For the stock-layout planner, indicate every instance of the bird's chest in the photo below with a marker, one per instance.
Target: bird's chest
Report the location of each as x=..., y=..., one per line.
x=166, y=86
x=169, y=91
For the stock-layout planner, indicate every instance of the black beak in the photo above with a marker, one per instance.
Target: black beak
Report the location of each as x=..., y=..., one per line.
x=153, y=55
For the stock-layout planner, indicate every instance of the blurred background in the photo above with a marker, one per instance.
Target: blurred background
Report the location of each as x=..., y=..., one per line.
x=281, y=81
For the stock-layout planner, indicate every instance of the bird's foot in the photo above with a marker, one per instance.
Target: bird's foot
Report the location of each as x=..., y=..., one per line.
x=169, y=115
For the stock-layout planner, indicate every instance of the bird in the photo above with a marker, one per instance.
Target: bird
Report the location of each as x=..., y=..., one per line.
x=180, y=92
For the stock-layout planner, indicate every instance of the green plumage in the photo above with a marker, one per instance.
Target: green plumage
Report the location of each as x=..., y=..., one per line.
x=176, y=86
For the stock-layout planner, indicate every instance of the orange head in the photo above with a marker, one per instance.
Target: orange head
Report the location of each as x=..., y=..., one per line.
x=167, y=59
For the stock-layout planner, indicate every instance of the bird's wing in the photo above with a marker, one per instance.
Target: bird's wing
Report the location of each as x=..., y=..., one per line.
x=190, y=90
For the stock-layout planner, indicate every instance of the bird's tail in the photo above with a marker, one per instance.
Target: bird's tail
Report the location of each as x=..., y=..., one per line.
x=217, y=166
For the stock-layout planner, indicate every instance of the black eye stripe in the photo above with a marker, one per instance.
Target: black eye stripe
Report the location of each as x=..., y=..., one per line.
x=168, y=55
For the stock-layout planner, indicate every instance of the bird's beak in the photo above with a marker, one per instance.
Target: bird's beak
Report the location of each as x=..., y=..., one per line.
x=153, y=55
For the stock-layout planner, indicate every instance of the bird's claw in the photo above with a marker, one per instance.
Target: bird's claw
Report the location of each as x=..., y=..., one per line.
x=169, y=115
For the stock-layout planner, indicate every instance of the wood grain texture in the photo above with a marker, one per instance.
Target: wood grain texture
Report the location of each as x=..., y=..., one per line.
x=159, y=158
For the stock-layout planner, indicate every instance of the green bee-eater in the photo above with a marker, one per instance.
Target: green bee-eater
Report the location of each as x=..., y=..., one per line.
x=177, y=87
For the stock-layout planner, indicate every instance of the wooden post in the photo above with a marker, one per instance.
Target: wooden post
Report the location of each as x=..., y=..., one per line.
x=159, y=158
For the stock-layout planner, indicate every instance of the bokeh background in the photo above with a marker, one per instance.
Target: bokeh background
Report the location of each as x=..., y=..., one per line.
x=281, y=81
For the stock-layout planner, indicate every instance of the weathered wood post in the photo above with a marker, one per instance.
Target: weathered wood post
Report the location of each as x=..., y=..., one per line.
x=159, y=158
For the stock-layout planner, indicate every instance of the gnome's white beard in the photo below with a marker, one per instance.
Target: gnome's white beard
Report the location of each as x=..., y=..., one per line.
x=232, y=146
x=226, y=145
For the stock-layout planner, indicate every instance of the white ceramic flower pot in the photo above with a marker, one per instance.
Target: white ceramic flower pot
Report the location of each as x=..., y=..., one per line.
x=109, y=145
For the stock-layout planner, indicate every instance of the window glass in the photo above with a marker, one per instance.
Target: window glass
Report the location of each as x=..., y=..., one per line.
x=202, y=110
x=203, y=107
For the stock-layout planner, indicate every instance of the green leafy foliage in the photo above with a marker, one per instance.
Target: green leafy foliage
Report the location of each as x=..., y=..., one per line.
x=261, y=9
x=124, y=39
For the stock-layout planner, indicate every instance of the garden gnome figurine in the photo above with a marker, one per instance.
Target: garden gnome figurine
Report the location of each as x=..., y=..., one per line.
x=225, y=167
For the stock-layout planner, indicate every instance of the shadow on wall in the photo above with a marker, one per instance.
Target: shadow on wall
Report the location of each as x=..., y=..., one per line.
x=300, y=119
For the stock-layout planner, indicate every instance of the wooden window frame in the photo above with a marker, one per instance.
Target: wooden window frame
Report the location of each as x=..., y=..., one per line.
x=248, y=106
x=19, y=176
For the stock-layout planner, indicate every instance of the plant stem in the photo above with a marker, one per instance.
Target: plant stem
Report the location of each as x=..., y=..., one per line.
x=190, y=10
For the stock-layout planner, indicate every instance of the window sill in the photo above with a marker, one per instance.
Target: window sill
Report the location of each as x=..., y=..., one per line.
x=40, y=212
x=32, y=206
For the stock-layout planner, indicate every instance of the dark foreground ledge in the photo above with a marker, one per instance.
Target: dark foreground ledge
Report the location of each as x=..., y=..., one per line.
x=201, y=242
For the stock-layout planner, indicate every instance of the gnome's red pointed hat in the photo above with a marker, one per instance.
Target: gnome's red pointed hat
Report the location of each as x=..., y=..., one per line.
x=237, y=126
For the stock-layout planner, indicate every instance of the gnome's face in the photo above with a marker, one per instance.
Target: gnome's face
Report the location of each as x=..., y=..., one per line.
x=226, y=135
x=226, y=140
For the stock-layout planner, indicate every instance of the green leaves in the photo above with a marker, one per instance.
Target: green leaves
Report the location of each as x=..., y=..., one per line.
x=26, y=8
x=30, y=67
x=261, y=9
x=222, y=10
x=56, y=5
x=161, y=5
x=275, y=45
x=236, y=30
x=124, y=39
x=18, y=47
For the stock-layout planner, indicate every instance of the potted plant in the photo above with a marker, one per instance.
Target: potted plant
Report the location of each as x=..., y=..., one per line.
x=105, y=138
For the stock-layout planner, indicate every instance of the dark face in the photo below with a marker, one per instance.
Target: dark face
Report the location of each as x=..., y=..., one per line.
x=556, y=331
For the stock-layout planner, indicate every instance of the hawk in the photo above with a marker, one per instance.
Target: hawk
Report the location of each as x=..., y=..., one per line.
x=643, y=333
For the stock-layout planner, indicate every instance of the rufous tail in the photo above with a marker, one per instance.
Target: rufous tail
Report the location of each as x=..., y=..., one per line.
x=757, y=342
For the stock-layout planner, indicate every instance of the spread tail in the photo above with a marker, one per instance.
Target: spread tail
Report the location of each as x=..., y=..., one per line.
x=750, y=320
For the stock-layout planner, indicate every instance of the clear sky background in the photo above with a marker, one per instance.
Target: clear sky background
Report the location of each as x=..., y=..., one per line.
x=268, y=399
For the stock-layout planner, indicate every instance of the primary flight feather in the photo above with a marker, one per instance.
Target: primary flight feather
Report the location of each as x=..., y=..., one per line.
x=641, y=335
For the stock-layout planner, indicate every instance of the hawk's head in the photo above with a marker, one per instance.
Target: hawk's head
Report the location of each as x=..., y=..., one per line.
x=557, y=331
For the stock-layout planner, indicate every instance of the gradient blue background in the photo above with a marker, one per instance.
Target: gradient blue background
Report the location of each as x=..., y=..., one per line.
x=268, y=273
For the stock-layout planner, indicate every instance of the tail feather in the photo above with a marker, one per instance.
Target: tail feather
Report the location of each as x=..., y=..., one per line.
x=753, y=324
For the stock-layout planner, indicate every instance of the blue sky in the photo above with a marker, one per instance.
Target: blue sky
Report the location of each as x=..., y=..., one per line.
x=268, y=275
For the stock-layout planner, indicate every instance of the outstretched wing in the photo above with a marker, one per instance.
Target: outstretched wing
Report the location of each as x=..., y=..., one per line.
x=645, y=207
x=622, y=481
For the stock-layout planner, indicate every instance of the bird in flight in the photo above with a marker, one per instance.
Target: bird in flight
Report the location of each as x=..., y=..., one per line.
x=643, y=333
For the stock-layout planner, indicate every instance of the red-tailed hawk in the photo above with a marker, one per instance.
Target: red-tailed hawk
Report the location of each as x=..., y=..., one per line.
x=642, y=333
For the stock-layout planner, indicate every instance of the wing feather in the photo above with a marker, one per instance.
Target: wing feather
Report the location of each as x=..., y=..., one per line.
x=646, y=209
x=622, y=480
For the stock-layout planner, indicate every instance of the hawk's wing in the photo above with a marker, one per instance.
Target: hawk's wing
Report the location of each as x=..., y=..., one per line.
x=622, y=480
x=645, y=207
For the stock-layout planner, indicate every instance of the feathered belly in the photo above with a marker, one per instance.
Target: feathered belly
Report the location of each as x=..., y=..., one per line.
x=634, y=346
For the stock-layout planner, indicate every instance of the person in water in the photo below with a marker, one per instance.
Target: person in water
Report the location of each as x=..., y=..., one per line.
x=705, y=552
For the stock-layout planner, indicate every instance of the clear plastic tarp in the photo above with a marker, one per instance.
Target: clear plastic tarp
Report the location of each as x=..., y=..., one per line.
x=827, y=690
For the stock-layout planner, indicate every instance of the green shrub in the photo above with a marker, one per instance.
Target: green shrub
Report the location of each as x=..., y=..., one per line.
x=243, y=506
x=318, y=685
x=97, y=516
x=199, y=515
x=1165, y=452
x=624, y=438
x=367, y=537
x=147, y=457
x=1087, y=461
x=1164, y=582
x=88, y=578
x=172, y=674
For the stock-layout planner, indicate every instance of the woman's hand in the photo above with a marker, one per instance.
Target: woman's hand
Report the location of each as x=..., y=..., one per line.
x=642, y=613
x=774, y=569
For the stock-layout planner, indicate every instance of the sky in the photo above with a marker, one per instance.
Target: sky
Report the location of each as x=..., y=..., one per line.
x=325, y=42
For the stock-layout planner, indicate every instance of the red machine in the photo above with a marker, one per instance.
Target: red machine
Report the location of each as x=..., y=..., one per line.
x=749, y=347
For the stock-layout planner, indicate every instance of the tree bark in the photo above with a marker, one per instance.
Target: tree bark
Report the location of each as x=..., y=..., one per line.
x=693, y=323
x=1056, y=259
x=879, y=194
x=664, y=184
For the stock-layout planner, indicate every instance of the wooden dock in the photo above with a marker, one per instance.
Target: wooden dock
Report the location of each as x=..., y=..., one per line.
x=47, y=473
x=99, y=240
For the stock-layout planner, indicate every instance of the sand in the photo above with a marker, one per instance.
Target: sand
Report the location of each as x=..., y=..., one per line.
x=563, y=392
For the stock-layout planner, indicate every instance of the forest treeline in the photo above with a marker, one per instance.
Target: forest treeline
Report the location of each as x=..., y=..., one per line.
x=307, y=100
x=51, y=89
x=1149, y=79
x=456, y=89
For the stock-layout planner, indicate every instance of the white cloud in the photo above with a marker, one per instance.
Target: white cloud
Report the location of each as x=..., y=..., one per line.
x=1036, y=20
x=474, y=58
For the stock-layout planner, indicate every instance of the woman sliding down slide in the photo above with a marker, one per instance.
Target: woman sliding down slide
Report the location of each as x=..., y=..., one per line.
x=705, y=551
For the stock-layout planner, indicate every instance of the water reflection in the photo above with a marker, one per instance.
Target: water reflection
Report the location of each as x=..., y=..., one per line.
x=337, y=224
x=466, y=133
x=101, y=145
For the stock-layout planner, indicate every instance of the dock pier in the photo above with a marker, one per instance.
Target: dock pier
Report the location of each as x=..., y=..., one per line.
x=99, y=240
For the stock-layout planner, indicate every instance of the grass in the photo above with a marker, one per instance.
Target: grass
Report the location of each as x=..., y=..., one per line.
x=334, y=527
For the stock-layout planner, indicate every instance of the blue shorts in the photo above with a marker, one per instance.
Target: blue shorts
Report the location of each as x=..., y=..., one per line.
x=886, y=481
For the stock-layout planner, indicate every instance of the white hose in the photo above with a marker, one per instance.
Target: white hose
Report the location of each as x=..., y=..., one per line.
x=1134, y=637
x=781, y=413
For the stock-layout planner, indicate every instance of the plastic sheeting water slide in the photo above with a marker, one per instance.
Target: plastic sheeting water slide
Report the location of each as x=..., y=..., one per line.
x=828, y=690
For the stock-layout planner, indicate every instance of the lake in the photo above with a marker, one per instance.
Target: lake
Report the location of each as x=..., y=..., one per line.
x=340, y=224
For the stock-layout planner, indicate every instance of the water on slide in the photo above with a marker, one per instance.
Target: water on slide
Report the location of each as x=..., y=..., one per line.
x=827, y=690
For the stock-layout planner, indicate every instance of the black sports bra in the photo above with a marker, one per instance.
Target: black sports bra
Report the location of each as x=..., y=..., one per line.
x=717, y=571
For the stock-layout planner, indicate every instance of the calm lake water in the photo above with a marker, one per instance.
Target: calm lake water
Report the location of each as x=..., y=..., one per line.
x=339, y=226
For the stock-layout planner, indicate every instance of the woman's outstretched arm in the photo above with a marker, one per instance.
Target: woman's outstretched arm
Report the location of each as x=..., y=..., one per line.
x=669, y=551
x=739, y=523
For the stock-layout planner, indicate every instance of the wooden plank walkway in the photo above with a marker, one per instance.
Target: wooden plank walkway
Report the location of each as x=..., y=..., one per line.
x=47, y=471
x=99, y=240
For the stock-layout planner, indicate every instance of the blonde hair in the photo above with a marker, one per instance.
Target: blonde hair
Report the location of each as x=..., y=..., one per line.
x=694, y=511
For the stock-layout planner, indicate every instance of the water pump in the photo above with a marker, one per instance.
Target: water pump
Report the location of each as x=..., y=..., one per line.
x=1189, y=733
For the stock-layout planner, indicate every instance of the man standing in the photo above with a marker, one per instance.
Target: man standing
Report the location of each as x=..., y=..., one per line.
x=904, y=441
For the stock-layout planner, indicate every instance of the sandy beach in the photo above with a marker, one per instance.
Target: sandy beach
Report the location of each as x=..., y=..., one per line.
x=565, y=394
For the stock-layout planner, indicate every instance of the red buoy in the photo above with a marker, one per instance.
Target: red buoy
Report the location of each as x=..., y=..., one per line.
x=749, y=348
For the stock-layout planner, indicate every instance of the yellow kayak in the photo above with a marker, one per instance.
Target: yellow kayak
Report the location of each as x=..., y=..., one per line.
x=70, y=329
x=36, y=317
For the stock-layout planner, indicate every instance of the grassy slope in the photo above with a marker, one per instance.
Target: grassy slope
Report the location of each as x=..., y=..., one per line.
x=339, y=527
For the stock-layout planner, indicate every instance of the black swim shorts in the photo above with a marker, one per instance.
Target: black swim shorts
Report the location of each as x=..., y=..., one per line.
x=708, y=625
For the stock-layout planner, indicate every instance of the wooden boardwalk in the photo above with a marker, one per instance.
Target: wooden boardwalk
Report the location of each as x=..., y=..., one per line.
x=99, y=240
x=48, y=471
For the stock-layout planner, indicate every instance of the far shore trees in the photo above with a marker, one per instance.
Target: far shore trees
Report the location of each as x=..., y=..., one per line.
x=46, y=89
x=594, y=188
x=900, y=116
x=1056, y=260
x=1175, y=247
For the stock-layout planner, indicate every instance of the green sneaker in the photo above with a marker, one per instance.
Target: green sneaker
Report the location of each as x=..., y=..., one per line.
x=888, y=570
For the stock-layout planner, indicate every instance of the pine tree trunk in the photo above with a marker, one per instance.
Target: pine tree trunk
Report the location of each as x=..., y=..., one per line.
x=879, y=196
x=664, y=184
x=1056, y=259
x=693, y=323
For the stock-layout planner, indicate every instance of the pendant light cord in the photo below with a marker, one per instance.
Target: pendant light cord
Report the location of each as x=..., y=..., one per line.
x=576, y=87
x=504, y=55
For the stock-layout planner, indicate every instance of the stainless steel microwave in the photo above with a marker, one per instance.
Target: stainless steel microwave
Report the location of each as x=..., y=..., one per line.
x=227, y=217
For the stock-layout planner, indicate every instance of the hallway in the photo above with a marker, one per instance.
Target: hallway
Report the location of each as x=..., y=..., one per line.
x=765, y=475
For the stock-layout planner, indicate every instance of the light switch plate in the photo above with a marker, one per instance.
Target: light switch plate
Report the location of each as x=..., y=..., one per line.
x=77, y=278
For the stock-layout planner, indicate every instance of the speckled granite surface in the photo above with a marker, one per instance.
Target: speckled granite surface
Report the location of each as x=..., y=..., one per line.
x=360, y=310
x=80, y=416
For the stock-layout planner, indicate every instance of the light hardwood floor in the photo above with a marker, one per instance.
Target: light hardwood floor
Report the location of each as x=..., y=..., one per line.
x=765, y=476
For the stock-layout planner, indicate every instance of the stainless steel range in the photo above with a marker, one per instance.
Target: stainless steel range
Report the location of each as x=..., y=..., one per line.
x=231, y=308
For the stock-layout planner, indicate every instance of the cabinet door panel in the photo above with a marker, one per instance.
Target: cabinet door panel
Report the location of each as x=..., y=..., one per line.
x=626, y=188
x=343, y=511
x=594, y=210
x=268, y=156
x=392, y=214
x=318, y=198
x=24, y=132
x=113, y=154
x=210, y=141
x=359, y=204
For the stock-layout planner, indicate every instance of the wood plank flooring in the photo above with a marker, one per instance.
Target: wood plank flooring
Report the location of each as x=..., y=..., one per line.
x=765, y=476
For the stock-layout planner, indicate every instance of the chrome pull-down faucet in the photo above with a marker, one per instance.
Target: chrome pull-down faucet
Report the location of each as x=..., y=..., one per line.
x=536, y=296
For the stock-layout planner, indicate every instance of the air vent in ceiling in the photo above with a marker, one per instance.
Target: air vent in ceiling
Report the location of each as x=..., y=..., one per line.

-- EXERCISE REQUIREMENTS --
Lay out as a numbered list the rows from the line that contains "of the pendant" through the line that contains "x=765, y=475", both included, leaving out any blank lines.

-- OUTPUT OF THE EXERCISE --
1. For the stock-layout planner, indicate every instance of the pendant light cord in the photo below with a marker, one per instance.
2. Target: pendant light cord
3. Report the location of each as x=..., y=..., one per line.
4. x=576, y=87
5. x=504, y=55
6. For the stock-layout planner, indicate every instance of the stainless steel microwave in the photo above with a marker, one per instance.
7. Target: stainless steel microwave
8. Report the location of each as x=..., y=..., one per line.
9. x=227, y=217
10. For the stock-layout planner, indicate every instance of the hallway in the photo above with a marker, one per instance.
11. Target: hallway
12. Report the location of each as x=..., y=..., one per line.
13. x=765, y=475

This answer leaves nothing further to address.